The Company had no major capital expenditures during the nine month period
ended September 30, 2000 and expects no major capital expenditures during the
remainder of calendar year 2000.
On September 9, 2000, Security Capital signed a definitive agreement, subject to
acceptable financing, to acquire Health Power, Inc. ("HPI") (OTC: HPWR).
Pursuant to the terms of the agreement HPI would become a subsidiary of the
Security Capital and stockholders of HPI would receive approximately $26,500,000
in exchange for their shares. Security Capital would also assume or pay
approximately $9,750,000 in liabilities and expenses of HPI, including amounts
needed to extinguish certain severance benefits. The Company has obtained
financing commitments and expects to close by the end of the calendar year 2000.
NEW ACCOUNTING PRONOUNCEMENTS
In September 1998, the Financial Accounting Standards Board issued Statement No.
133, "Accounting for Derivative Instruments and Hedging Activities." This
statement establishes standards for the accounting and reporting for derivative
instruments and for hedging activities and requires the recognition of all
derivatives as assets or liabilities measured at their fair value. Gains or
losses resulting from changes in the fair value of derivatives would be
recognized in earnings in the period of change unless certain hedging criteria
are met. The Company does not expect a material impact from this statement on
the consolidated results. SFAS No. 133, as amended by SFAS No. 137, is effective
for fiscal years beginning after September 15, 2000.
In December 1999, the Securities and Exchange Commission ("SEC") issued Staff
Accounting Bulletin No. 101 ("SAB 101"), "Revenue Recognition in Financial
Statements." SAB 101 summarizes certain of the SEC's views in applying generally
accepted accounting principles to revenue recognition in financial statements.
On September 26, 2000, the SEC issued SAB 101B to defer the effective date of
implementation of SAB 101 until no later than the fourth fiscal quarter of
fiscal years beginning after December 31, 2000. The Company does not expect a
material impact from this bulletin on the consolidated results.

[Image point annotation entries]
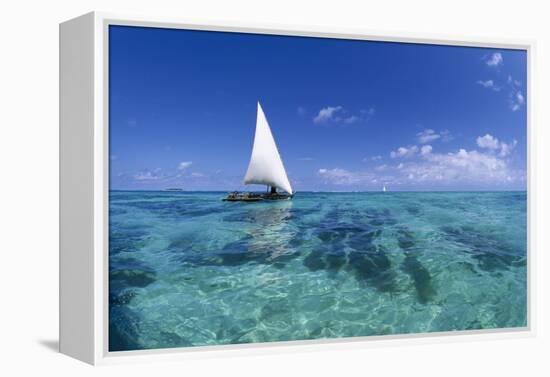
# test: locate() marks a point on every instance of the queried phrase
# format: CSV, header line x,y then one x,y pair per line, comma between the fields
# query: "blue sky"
x,y
346,115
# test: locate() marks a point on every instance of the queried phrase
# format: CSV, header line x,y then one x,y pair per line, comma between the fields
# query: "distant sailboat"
x,y
265,166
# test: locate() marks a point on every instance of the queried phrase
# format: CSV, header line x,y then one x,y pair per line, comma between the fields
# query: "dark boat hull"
x,y
255,197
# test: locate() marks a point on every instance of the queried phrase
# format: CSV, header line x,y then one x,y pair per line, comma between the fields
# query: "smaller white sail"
x,y
266,166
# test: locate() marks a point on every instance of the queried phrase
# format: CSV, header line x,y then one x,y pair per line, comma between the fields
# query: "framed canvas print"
x,y
227,187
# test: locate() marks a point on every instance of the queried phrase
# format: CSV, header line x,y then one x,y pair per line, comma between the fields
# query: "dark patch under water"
x,y
187,269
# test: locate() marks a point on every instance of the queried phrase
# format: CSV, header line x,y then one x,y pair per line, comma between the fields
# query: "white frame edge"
x,y
83,278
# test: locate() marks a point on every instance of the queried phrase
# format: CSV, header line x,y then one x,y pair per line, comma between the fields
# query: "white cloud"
x,y
426,136
326,114
351,119
488,142
493,144
149,175
460,167
489,84
494,60
426,149
339,176
487,167
404,152
337,114
184,165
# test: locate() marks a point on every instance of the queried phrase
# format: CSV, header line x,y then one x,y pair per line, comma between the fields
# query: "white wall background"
x,y
29,184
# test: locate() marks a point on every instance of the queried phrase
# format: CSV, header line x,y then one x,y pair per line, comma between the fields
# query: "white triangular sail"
x,y
266,166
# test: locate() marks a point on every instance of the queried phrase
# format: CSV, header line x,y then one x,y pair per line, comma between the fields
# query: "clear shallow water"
x,y
187,269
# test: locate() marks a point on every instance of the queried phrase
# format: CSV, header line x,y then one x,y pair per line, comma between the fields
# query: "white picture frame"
x,y
84,167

▶ [What to produce]: Pick up the quarterly report passage on the Health Power acquisition and new accounting pronouncements where it ends, and write what comes next.

▶ [Solved exercise]:
ITEM 3. QUANTITATIVE AND QUALITATIVE DISCLOSURES ABOUT MARKET RISK
Market risk represents the risk of loss that may impact the consolidated
financial position, results of operations or cash flows of the Company. The
Company is exposed to market risk associated with changes in interest rates. The
Company's notes payable and long-term debt bear interest primarily at variable
rates. The Company is subject to increases and decreases in interest expense on
its variable rate debt resulting from fluctuations in the interest rates on such
debt. The effect of a percentage point change in interest rates would have
impacted interest expense by approximately $75,000 and $210,000 for the three
and nine month periods ended September 30, 2000, respectively.
<PAGE>
PART II -- OTHER INFORMATION
ITEM 5. OTHER INFORMATION.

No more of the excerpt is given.